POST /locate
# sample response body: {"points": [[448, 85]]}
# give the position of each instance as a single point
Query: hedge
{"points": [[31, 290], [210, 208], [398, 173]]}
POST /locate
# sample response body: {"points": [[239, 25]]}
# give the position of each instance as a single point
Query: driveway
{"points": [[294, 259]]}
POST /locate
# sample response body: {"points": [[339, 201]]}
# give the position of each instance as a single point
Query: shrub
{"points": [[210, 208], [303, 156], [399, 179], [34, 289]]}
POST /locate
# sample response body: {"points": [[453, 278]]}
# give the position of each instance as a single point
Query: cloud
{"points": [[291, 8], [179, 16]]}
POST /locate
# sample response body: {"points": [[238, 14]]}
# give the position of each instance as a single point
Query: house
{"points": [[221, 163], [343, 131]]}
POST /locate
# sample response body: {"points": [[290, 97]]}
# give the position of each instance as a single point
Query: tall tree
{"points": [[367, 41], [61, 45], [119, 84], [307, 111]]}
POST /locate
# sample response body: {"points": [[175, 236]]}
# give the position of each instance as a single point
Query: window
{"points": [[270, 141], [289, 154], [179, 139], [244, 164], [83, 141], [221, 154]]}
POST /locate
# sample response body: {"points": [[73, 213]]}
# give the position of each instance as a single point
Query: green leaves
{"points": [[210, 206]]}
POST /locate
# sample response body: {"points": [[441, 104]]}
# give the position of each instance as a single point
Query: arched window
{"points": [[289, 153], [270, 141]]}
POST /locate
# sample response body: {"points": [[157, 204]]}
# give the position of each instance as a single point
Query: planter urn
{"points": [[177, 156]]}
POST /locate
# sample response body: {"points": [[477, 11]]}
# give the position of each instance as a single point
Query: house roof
* * *
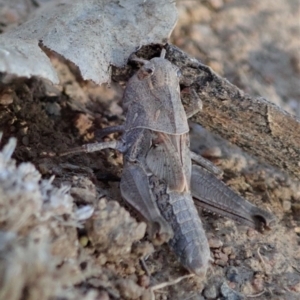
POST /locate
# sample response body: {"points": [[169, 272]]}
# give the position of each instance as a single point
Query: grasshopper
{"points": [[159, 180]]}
---
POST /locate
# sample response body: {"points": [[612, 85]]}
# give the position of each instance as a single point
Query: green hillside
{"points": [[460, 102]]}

**THE TASK:**
Pick out each line of the rows above that contains the string "green" and copy those lines.

**ANSWER BELOW:**
Query: green leaves
Query: green hillside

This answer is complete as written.